■ Information:
------------
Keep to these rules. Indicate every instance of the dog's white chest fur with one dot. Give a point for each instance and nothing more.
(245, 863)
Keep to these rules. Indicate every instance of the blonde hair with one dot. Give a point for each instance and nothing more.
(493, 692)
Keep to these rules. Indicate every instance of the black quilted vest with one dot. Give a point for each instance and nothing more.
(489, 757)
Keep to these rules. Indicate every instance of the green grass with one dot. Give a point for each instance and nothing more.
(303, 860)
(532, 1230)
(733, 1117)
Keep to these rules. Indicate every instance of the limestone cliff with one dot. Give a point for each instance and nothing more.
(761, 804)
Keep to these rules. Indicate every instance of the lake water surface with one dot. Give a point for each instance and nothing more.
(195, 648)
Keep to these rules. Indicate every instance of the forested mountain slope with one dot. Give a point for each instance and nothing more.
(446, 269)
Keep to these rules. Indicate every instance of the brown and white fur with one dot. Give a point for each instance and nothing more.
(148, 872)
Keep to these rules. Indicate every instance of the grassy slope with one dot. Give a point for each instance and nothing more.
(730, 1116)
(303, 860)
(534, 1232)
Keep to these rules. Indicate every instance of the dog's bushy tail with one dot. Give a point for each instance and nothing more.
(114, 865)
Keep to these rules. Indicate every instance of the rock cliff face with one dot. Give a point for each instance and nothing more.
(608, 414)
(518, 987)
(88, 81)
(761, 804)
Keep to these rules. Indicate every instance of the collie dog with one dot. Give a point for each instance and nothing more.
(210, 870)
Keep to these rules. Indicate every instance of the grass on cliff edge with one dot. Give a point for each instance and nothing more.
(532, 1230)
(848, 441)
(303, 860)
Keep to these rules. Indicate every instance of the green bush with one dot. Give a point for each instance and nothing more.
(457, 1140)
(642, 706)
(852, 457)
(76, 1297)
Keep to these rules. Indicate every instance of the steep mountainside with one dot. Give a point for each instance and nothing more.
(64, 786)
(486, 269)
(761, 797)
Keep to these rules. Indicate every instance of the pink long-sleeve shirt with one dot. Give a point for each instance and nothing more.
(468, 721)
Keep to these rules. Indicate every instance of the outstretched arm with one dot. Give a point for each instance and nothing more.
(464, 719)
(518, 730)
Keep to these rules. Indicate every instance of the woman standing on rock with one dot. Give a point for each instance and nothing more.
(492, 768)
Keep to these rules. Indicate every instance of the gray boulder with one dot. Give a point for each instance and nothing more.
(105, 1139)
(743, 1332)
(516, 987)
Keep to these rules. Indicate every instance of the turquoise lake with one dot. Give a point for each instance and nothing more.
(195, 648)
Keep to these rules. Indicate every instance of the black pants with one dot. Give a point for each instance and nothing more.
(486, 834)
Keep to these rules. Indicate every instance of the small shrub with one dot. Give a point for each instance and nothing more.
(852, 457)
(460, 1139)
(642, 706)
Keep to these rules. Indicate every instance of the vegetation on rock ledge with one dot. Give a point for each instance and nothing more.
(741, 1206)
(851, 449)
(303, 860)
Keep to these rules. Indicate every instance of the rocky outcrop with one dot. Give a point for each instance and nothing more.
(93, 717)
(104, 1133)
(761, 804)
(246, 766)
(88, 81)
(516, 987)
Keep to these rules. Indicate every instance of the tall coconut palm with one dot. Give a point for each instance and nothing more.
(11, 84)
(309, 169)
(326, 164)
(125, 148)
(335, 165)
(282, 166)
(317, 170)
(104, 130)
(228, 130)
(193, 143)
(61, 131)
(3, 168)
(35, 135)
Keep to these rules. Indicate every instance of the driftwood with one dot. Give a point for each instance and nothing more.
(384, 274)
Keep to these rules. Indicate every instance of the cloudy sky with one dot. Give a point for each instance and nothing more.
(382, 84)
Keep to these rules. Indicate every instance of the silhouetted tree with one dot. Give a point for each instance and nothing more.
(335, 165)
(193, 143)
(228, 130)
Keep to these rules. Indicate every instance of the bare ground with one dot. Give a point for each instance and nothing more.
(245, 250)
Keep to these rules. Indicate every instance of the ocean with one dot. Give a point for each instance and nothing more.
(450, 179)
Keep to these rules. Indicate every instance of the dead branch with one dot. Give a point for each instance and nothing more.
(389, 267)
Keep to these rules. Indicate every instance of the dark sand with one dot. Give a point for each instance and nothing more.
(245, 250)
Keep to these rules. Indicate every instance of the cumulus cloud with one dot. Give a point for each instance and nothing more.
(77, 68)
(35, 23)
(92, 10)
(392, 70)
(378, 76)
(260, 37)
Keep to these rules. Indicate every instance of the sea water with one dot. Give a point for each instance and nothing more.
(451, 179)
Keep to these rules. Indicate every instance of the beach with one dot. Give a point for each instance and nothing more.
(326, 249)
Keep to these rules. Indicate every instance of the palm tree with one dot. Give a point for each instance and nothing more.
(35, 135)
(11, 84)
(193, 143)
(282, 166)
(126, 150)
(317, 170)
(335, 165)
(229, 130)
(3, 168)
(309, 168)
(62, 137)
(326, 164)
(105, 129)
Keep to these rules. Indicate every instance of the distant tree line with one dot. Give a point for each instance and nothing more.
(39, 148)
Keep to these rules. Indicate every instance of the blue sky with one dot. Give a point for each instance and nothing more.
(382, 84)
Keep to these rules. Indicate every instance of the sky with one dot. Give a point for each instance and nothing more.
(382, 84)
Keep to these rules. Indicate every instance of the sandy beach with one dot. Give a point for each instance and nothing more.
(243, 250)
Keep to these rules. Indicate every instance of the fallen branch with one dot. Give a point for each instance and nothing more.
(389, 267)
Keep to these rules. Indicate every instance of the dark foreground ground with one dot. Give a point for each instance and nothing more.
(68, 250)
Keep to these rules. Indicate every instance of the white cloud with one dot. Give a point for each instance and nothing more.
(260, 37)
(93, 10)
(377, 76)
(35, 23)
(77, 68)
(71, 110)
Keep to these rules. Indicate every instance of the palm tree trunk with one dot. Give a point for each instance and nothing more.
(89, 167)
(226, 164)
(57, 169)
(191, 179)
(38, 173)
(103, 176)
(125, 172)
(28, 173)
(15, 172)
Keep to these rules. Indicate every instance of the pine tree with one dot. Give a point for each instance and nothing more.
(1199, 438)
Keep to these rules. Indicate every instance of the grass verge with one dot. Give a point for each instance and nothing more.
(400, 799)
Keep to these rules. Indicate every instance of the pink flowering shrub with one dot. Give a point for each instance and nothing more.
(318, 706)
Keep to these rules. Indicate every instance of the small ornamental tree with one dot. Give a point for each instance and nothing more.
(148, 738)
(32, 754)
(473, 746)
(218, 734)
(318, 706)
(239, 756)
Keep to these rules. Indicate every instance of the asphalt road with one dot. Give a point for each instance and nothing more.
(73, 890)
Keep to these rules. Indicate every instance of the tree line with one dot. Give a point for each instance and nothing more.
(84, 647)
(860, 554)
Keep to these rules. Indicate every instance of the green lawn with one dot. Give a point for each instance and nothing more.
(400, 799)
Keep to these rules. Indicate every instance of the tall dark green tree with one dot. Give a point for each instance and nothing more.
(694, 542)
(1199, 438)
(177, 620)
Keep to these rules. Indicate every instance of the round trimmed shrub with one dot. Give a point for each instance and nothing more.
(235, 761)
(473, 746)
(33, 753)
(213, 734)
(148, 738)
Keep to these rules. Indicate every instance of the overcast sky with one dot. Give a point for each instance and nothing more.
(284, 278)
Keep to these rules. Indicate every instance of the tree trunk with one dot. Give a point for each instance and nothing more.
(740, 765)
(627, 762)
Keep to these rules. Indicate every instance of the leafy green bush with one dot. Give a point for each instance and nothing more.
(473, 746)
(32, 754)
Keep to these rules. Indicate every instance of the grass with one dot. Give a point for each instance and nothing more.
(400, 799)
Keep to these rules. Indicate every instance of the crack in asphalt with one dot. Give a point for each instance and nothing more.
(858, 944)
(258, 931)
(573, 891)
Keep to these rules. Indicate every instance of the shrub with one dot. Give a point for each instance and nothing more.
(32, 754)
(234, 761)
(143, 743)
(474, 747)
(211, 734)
------------
■ What this task involves: Every line, from the one holding "the small ornamental" through the last line of the material above, should be transcribed exactly, and no line outside that range.

■ Response to this exercise:
Keep to these rules. Indicate every instance of the small ornamental tree with one dot. Give a point for each instance and nothing more.
(148, 738)
(32, 754)
(473, 746)
(218, 734)
(318, 706)
(239, 756)
Keep to these rules. Indicate every instance of the asphalt road with one dot. Give a point for each instance and nothing more.
(73, 890)
Keep to these rules. Indicate every instance of the tree line with one dot. Give a point for each instance and nothing more.
(84, 647)
(860, 554)
Keep to these rules. Indicate every instance of the green lawn with one dot. Give a point for each instance and nothing more.
(400, 799)
Keep to these rules. Indicate every instance of the tall dark green tree with one dot. Give a point for each instance and nothing more.
(694, 542)
(1199, 438)
(177, 620)
Keep to these rules. Indicate every instance of the round trimmed shrub with one dot. Give a point for each instance and nothing more.
(235, 761)
(473, 746)
(33, 753)
(213, 734)
(148, 738)
Keep to these rules. Indicate every instance of the overcast sky with one dot. Give a point for each instance and nothing more.
(284, 278)
Keep to these rules. Indicate every instance of the tree trunk with one dot. Give a point for each instance and nothing more.
(740, 765)
(627, 762)
Keep to these rules. Indicate every instance of the leafy green bush with one dot. Give a point for each instance and nothing more.
(473, 746)
(32, 754)
Keep to these rules. Indicate every instance of the grass with one dot. Give a point for each instance and nothing more.
(400, 799)
Keep to these rules. Indicate every instance of the crack in asphalt with one dot. Give a point for each instance and nothing more.
(858, 944)
(258, 931)
(573, 891)
Keep to these rules. Indicate every instance of the shrub with one dot. Give a point for each instance and nothing more.
(32, 754)
(234, 761)
(143, 743)
(474, 747)
(211, 734)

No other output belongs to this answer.